* Supplied text *

Segment Open

* Ask family and friends for veterinarian recommendations
* Schedule a veterinary visit soon after bringing your puppy home
* Keep emergency veterinary clinic numbers handy
* If you worry about anything with your dog, visit the veterinarian right away. If you wait to long and there is a problem after hours, you might have to visit the emergency clinic, which can be expensive.
Is the veterinarian's office close to your home? This is not only an issue of your convenience, but will allow you to get there quickly in case of an emergency.
The most important factor is to meet the veterinarian and see the facilities. Are the veterinarian and staff friendly and helpful?
It is important to have an initial checkup after obtaining your puppy, so selecting a veterinarian before your new puppy comes home can save time. If you don't have a veterinarian, friends or family members with pets can make recommendations.
Just as with a baby, you will need to make sure the whole house is safe from anything the puppy could get into. By getting down at the puppy's level you can assess if there are any exposed electrical cords that could be chewed. Is there any place that your puppy could get stuck or maybe fall? By puppy-proofing now, you can avoid a lot of heartache later.
Will your puppy be spending time outdoors unsupervised? Look around your yard. Are there holes or gaps in your fence where your puppy could escape? Are there chemical fertilizers, herbicides and insecticides within his reach? What about poisonous plants? Check under the "Health Care" tab of our website and with your veterinarian for a list of poisonous substances.
This is an exciting time for you, but it can also be a frightening time of adjustment for your new puppy. The puppy will be leaving the security of his mother and littermate, and experiencing a multitude of new sights, sounds and smells.
In the first few months, you will be visiting the veterinarian often, so it is important to make sure your veterinarian's hours of operation coincide with your schedule. Many veterinarians have extended evening or weekend hours to accommodate your work schedule.
Does the veterinarian answer after-hours emergency calls, or do they refer emergencies to a local emergency clinic? How far away is the referral clinic?

Segment Closed

* Given records *
Segment Open

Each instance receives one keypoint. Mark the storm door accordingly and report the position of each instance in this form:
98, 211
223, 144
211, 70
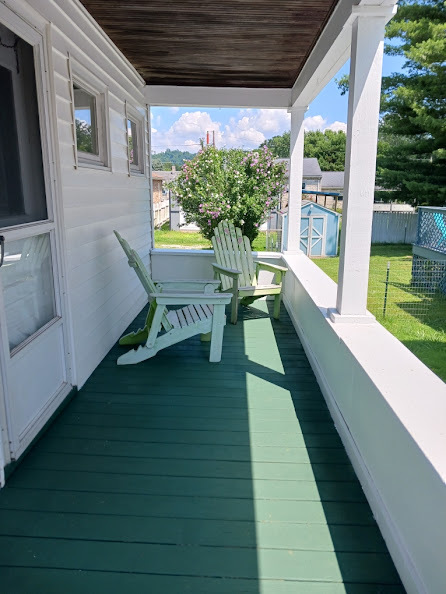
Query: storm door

Segment Closed

* Task *
Write out the passage of the puppy-care text between "This is an exciting" and "the referral clinic?", inclusive, word for word.

* Written solution *
This is an exciting time for you, but it can also be a frightening time of adjustment for your new puppy. The puppy will be leaving the security of his mother and littermate, and experiencing a multitude of new sights, sounds and smells.
In the first few months, you will be visiting the veterinarian often, so it is important to make sure your veterinarian's hours of operation coincide with your schedule. Many veterinarians have extended evening or weekend hours to accommodate your work schedule.
Does the veterinarian answer after-hours emergency calls, or do they refer emergencies to a local emergency clinic? How far away is the referral clinic?